## YOUR OBJECTIVE
Could you copy exactly the lines below, beginning at the line with "Could you identify the brown" and stopping after the line with "Could you identify the pine", with no pictures?

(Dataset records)
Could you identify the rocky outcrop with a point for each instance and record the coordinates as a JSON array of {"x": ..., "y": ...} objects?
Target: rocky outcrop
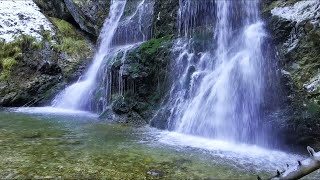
[
  {"x": 35, "y": 65},
  {"x": 54, "y": 8},
  {"x": 165, "y": 17},
  {"x": 295, "y": 29},
  {"x": 144, "y": 80},
  {"x": 88, "y": 15}
]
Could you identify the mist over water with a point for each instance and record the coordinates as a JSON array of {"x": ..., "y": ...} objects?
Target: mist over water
[
  {"x": 221, "y": 72},
  {"x": 119, "y": 34}
]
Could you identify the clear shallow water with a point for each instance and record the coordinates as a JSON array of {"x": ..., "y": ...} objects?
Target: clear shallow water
[{"x": 47, "y": 145}]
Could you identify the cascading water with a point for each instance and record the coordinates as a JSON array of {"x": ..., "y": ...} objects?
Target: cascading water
[
  {"x": 221, "y": 82},
  {"x": 79, "y": 94},
  {"x": 119, "y": 34}
]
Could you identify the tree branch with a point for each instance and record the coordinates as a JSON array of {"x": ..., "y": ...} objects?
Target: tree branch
[{"x": 302, "y": 168}]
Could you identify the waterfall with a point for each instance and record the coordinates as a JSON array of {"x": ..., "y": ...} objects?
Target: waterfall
[
  {"x": 221, "y": 80},
  {"x": 120, "y": 33},
  {"x": 78, "y": 94}
]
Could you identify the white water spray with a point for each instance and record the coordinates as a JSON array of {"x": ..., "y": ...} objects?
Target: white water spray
[
  {"x": 220, "y": 88},
  {"x": 78, "y": 95}
]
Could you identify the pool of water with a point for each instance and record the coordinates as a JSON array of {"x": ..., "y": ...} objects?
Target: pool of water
[{"x": 49, "y": 143}]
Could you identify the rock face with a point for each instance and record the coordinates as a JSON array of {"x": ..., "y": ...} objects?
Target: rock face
[
  {"x": 295, "y": 29},
  {"x": 36, "y": 62},
  {"x": 88, "y": 15},
  {"x": 139, "y": 83}
]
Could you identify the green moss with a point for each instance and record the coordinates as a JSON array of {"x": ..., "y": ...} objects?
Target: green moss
[
  {"x": 11, "y": 53},
  {"x": 70, "y": 40},
  {"x": 151, "y": 47}
]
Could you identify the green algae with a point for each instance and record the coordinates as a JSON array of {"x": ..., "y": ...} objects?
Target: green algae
[{"x": 38, "y": 147}]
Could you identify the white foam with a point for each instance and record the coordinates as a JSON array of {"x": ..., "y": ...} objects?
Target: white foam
[
  {"x": 243, "y": 154},
  {"x": 300, "y": 11},
  {"x": 21, "y": 16},
  {"x": 52, "y": 111}
]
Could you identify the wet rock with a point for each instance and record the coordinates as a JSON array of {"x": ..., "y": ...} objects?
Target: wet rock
[
  {"x": 155, "y": 173},
  {"x": 50, "y": 68},
  {"x": 54, "y": 8},
  {"x": 294, "y": 27}
]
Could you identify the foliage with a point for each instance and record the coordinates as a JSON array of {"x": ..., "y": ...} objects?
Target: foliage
[
  {"x": 11, "y": 53},
  {"x": 69, "y": 40}
]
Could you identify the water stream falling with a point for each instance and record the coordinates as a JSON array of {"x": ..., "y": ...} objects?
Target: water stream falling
[
  {"x": 78, "y": 94},
  {"x": 119, "y": 34},
  {"x": 221, "y": 72}
]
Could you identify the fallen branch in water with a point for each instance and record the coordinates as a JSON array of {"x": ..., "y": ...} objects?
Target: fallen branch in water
[{"x": 302, "y": 168}]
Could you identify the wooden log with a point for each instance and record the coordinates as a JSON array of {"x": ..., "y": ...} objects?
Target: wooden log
[{"x": 301, "y": 169}]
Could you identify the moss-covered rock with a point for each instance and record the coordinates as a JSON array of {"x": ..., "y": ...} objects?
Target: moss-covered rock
[
  {"x": 165, "y": 17},
  {"x": 32, "y": 71},
  {"x": 297, "y": 41},
  {"x": 144, "y": 78}
]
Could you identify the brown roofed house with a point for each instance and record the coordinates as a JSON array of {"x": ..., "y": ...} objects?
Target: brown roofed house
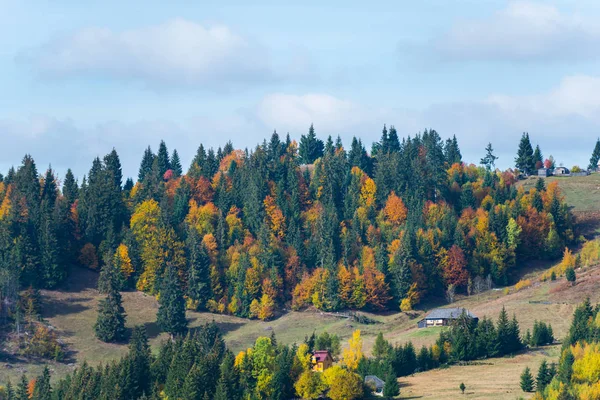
[{"x": 321, "y": 360}]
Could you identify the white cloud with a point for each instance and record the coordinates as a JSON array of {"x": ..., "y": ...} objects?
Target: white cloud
[
  {"x": 577, "y": 95},
  {"x": 523, "y": 31},
  {"x": 177, "y": 52},
  {"x": 330, "y": 115},
  {"x": 563, "y": 121}
]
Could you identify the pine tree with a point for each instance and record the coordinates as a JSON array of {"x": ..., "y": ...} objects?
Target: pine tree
[
  {"x": 381, "y": 348},
  {"x": 146, "y": 164},
  {"x": 310, "y": 147},
  {"x": 595, "y": 159},
  {"x": 198, "y": 284},
  {"x": 524, "y": 160},
  {"x": 171, "y": 309},
  {"x": 489, "y": 161},
  {"x": 538, "y": 158},
  {"x": 22, "y": 389},
  {"x": 541, "y": 380},
  {"x": 570, "y": 274},
  {"x": 162, "y": 157},
  {"x": 176, "y": 164},
  {"x": 452, "y": 152},
  {"x": 228, "y": 386},
  {"x": 141, "y": 358},
  {"x": 9, "y": 391},
  {"x": 43, "y": 390},
  {"x": 527, "y": 382},
  {"x": 70, "y": 189},
  {"x": 391, "y": 389}
]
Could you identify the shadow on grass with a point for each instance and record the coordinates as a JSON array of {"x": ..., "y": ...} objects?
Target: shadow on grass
[{"x": 53, "y": 307}]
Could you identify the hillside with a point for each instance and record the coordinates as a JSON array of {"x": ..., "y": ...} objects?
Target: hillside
[
  {"x": 582, "y": 193},
  {"x": 72, "y": 313}
]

## FINISHED EXERCISE
Could you identify the brown roofed house with a point for each instance and record the coordinates as a JSON array of {"x": ..., "y": ...} objects?
Target: brown roofed house
[{"x": 321, "y": 360}]
Could you identify the white cloud with a point for each instance and record the coordinates as a JSON array of {"x": ..., "y": ...} objects?
Target: white cloud
[
  {"x": 577, "y": 95},
  {"x": 523, "y": 31},
  {"x": 177, "y": 52},
  {"x": 330, "y": 115},
  {"x": 563, "y": 121}
]
Could you identify the pine tree with a point for each instance and record the coordinates as a JSON array of {"x": ..., "y": ...} objects?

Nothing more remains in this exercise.